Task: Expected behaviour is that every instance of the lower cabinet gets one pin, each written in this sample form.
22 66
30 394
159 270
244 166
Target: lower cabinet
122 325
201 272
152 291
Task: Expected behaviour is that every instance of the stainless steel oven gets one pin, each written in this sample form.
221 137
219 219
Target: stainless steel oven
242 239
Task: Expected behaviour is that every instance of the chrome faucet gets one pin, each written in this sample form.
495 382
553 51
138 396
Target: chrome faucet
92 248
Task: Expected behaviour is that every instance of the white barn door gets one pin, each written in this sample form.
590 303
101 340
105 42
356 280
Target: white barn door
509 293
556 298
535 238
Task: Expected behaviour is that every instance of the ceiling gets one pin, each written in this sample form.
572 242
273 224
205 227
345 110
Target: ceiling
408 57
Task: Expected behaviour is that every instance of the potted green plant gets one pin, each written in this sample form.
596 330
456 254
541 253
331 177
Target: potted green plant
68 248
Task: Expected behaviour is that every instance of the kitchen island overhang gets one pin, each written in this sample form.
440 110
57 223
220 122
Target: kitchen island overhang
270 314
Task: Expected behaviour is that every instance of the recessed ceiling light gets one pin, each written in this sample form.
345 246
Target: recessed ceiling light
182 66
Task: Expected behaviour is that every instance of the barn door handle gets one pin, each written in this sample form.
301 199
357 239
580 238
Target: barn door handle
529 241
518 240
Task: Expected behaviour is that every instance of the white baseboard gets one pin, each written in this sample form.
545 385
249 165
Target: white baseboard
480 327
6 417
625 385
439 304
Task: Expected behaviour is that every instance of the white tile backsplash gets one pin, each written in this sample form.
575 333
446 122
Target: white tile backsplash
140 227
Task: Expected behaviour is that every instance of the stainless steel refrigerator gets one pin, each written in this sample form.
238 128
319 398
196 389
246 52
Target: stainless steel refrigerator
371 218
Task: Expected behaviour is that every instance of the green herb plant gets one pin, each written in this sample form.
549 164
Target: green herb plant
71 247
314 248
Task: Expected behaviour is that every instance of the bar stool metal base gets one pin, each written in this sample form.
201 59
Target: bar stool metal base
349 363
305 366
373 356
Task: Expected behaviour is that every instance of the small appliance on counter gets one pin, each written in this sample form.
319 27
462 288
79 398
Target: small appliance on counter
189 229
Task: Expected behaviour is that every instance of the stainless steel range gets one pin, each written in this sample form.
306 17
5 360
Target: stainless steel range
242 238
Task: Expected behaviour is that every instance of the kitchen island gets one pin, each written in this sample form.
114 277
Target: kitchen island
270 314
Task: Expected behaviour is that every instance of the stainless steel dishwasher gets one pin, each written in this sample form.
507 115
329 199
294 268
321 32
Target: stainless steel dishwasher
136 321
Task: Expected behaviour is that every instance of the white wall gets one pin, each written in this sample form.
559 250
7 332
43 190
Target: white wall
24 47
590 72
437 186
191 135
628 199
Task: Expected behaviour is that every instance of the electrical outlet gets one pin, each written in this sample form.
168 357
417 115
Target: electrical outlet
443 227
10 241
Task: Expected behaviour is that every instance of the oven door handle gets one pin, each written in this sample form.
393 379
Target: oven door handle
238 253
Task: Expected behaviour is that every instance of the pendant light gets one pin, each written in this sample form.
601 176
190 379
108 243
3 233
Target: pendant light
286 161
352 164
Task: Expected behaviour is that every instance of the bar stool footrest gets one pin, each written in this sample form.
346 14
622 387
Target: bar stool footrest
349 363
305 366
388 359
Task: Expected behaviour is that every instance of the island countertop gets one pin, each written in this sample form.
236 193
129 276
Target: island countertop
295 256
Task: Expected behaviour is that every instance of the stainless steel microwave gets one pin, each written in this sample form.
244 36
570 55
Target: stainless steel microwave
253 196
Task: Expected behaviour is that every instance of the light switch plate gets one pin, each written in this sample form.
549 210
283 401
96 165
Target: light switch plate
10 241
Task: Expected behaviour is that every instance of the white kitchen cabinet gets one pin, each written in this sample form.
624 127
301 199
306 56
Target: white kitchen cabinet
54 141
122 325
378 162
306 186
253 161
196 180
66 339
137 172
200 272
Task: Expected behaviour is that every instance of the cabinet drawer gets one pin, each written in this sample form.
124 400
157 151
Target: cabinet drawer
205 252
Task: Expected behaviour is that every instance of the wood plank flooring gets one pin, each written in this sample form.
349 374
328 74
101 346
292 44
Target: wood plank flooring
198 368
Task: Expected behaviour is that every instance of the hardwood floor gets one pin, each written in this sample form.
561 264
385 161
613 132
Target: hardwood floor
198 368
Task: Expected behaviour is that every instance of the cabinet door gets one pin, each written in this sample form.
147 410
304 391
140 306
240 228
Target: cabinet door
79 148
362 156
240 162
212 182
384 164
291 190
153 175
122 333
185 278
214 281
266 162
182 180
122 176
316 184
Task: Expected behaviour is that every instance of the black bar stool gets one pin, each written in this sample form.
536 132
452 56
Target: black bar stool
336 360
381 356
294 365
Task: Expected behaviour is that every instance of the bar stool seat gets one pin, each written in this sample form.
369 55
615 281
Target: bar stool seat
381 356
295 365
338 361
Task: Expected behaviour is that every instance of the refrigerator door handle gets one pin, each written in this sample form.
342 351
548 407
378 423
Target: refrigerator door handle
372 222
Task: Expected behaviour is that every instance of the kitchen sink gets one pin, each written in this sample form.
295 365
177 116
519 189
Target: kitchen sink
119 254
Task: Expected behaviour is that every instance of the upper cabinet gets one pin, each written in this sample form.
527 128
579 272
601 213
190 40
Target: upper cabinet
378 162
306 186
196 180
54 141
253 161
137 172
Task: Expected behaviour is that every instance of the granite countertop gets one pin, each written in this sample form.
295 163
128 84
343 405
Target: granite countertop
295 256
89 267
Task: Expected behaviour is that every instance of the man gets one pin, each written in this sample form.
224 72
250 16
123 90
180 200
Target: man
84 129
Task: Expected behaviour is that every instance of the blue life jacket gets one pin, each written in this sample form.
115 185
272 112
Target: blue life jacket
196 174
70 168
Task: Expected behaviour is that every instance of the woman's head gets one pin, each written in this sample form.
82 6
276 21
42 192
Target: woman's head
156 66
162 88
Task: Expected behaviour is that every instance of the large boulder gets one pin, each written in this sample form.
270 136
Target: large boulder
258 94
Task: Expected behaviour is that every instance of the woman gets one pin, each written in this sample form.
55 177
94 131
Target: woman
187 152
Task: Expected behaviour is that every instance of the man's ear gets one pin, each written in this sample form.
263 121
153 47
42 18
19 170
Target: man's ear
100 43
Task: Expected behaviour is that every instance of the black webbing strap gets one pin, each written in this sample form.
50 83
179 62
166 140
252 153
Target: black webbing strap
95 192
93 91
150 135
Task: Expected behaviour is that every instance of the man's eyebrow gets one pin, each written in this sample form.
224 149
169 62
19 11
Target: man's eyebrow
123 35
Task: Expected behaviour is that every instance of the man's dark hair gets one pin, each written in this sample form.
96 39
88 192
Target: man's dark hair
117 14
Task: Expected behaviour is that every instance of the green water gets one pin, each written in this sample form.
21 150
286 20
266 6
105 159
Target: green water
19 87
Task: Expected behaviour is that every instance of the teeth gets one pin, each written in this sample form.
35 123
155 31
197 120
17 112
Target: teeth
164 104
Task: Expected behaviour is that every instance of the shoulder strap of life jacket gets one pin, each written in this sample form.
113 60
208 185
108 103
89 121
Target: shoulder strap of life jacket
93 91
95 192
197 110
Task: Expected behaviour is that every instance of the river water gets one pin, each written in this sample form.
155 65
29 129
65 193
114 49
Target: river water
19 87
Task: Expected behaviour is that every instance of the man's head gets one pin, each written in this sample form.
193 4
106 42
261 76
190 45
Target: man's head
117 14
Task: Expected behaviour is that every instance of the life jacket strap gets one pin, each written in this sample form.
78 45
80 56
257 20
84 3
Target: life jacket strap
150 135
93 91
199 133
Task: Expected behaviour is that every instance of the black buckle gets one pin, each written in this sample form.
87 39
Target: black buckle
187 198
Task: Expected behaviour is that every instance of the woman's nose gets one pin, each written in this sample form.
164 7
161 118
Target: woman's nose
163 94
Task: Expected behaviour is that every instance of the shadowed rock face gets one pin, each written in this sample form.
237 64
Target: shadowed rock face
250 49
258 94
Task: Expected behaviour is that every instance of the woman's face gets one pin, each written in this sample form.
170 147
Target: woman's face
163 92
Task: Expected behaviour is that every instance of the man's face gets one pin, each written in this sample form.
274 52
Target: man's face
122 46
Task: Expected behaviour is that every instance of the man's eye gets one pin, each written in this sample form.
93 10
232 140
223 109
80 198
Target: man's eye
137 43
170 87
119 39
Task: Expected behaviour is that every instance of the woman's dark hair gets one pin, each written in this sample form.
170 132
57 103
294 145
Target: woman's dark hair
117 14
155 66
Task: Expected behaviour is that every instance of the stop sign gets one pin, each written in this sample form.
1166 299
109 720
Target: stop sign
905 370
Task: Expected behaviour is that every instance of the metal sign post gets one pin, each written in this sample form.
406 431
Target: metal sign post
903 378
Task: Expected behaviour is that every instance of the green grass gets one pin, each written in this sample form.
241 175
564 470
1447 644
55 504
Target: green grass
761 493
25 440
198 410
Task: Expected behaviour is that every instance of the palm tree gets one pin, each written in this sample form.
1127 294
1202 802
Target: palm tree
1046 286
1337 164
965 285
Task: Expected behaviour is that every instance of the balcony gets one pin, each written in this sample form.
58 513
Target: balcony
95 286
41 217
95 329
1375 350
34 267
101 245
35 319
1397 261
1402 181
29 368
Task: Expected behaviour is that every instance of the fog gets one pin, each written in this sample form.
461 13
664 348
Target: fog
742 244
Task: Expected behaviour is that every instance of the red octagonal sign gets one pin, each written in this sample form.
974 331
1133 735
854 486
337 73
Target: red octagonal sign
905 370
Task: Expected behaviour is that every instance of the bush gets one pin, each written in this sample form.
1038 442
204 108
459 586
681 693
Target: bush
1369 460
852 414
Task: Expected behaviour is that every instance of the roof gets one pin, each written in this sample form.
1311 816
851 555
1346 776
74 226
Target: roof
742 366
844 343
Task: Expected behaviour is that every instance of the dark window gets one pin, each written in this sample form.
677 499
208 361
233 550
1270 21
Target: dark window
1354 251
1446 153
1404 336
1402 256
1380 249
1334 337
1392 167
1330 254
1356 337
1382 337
◆ ◆ ◆ ◆ ◆ ◆ ◆
[Exercise prompt]
Repeat only the lines from the one holding "the woman's dark" through the last line of the data.

[Finished answer]
Task: Expected behaviour is that every instance of the woman's dark hair gets one pin, each written in this sample form.
170 132
57 103
294 145
Target: woman's dark hair
117 14
155 66
Task: Expected behaviour is that every instance of the stop sign gets one pin, each written in this sample form.
1166 299
109 720
Target: stop sign
905 370
Task: Expected behaviour is that every instance of the metal sign post gets one pin, each written in this sample form.
406 431
Target: metal sign post
903 378
Task: Expected behaviour is that every instance of the green grass gets one pin, each written in this sample form.
241 175
564 470
1447 644
55 504
Target: green grass
761 493
25 440
198 410
Task: Expected behaviour is that every instance of the palm tree gets one pin, each written in this sample form.
1127 294
1202 802
Target: palm tree
1046 286
1337 164
965 285
Task: Expected behaviour is that every instance of the balcony gets one pin, each written in this sample form.
58 513
Target: balcony
95 286
41 217
95 329
1375 350
34 267
101 245
35 319
1397 261
1402 181
29 368
Task: Expected behaviour is that every instance of the fog gets one pin, each written in this sample form.
461 13
664 348
Target: fog
742 244
Task: Expected behaviour is that every instance of the red octagonal sign gets one pin, each written in this sample form.
974 331
1133 735
854 486
337 73
Target: red octagonal sign
905 370
Task: Expected behaviour is that every instance of the bush gets one pin, each written in this sample form.
1038 442
204 108
459 586
681 693
Target: bush
1369 460
852 414
Task: Expected behaviour is that every instance of the roof gets one pin, each written in this sample form.
1311 816
851 555
1346 776
74 226
Target: roof
742 366
844 343
Task: Expected behaviour is that every instance of the dark window gets one pin, each written in this sample form.
677 499
208 361
233 550
1270 21
Target: dark window
1354 251
1446 153
1404 336
1402 256
1380 249
1334 337
1392 167
1330 254
1356 337
1382 337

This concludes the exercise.